## Tugas a
Kutip persis bagian teks tentang pendidikan di tengah perkembangan teknologi, dimulai dari "Ada beberapa hal" dan diakhiri dengan "norma di sekolah.".

Perkembangan teknologi yang begitu cepat dan masif tentunya menimbulkan dampak positif maupun negatif terutamanya dibidang pendidikan. Dampak positif seperti informasi dari berbagai belahan dunia dapat secara cepat diakses dimanapun dan kapanpun. Dampak negatif, dibidang pendidikan misalnya, anak akan lebih menghabiskan waktu bersama dengan gadget ataupun games. Karakter yang muncul seperti serba cepat dan instan justru dapat membawa anak kurang peduli pada diri sendiri ataupun sekitarnya. Pada sebuah kunjungan persahabatan Friendship Force Indonesia di kelas PPG Daljab Angkatan 4 PBI FKIP UST, dua 'ambassador' berasal dari Adelaide, Australia, mengatakan bahwa, "The junior school parents quite often say, I have problems with my little boy, he keeps playing games all the time; can you help me? The teachers say, well, you have to work out the problem not us, we are teaching, you must have look at your structure when raising your child".

Ada beberapa hal yang perlu dicermati pada kutipan tersebut. Pertama, kepedulian anak semakin berkurang karena jauh lebih mementingkan games atau gadget. Perhatian kepada keluarga berkurang. Kedua, kecendrungan orang tua yang berpikir bahwa urusan karakter adalah urusan sekolah karena pengetahuan dan norma dipelajari dan diajarkan di sekolah. Hal tersebut menunjukan bahwa urusan karakter di tengah perkembangan teknologi yang begitu pesat, menjadi permasalahan sekolah, karena mereka belajar ilmu pengetahuan dan norma di sekolah.  

Ki Hadjar Dewantara (KHD), bapak pendidikan nasional Indonesia mengatakan setiap orang adalah guru dan setiap tempat adalah majelis/sekolah. Hal tersebut diartikan bahwa pendidikan atau pembelajaran dapat terjadi dimanapun, kapanpun dan dengan siapapun. Justru KHD mengatakan bahwa keluarga sebagai pusat pendidikan ("Wasita" Tahun ke-1 No. 3 - Mei 1935). KHD dengan jelas mengatakan bahwa keluarga adalah pusat pendidikan, pertama kalinya anak belajar tentunya dikeluarga. Seiring dengan berkembangnya anak, pendidikan kemudian menjadi urusan bersama yakni keluarga, sekolah dan masyarakat. Ki Hadjar mengajarkan kepada kita tentang tripusat pendidikan yang diartikan bahwa pendidikan bukan hanya berlangsung di sekolah, tetapi juga keluarga dan masyarakat. Nilai nilai luhur dapat diajarkan di rumah, sekolah, dan masyarakat simultaneously (secara simultan) sehingga nilai luhur yang telah diajarkan tumbuh subur dan tidak akan dapat hilang bersama keadaan dan waktu.

## Data yang Digunakan
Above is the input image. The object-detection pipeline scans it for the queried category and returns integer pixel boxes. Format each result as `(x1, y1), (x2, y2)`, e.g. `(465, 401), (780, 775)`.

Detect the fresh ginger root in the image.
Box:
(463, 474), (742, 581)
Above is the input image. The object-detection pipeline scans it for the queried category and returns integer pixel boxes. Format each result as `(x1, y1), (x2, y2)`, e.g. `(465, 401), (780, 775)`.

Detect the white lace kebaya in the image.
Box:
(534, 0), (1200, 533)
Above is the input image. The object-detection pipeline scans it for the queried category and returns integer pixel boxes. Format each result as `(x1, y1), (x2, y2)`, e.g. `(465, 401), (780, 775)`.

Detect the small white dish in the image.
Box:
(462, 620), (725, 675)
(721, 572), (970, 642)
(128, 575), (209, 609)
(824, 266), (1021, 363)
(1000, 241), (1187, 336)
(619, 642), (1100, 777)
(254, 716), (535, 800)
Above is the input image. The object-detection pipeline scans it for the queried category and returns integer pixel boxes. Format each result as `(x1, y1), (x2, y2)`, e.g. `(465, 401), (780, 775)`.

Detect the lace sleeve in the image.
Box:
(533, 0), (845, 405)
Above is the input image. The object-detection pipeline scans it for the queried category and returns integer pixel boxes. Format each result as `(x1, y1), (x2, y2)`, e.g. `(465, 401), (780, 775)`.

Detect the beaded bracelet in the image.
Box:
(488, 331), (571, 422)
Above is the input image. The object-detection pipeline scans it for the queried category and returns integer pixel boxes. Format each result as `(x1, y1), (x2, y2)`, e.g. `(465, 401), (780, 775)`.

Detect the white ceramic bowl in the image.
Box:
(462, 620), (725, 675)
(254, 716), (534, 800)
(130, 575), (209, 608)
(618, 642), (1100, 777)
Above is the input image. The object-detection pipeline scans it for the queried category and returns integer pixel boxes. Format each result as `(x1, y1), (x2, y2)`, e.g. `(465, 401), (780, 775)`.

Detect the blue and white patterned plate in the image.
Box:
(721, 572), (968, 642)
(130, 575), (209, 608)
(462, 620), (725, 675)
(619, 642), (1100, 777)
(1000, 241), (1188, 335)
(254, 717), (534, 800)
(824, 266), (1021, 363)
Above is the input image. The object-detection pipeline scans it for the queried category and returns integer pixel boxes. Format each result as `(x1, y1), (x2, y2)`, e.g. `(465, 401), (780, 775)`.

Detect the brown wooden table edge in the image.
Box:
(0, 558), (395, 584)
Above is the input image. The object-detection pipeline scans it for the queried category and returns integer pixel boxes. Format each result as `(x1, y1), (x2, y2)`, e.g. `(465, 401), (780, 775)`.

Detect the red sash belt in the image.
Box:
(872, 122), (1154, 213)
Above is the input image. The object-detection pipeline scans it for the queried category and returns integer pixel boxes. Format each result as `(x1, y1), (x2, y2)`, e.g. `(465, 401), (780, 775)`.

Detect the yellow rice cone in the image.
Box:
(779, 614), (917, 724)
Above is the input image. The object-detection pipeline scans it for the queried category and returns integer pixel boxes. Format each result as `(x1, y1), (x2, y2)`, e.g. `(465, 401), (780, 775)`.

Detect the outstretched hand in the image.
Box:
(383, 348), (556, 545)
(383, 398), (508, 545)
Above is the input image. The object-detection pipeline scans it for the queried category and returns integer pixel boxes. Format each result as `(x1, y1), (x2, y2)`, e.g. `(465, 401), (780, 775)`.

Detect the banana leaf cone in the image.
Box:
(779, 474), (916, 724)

## Tugas b
Tulis ulang catatan dimulai dari awal catatan dan diakhiri dengan baris yang memuat "(534, 0), (1200, 533)". Ganti "input image" dengan "source image" dan biarkan bagian lainnya tetap sama.

## Jawaban a
Ada beberapa hal yang perlu dicermati pada kutipan tersebut. Pertama, kepedulian anak semakin berkurang karena jauh lebih mementingkan games atau gadget. Perhatian kepada keluarga berkurang. Kedua, kecendrungan orang tua yang berpikir bahwa urusan karakter adalah urusan sekolah karena pengetahuan dan norma dipelajari dan diajarkan di sekolah. Hal tersebut menunjukan bahwa urusan karakter di tengah perkembangan teknologi yang begitu pesat, menjadi permasalahan sekolah, karena mereka belajar ilmu pengetahuan dan norma di sekolah.

## Jawaban b
Above is the source image. The object-detection pipeline scans it for the queried category and returns integer pixel boxes. Format each result as `(x1, y1), (x2, y2)`, e.g. `(465, 401), (780, 775)`.

Detect the fresh ginger root in the image.
Box:
(463, 474), (742, 581)
Above is the source image. The object-detection pipeline scans it for the queried category and returns integer pixel boxes. Format each result as `(x1, y1), (x2, y2)`, e.g. `(465, 401), (780, 775)`.

Detect the white lace kebaya in the image.
Box:
(534, 0), (1200, 533)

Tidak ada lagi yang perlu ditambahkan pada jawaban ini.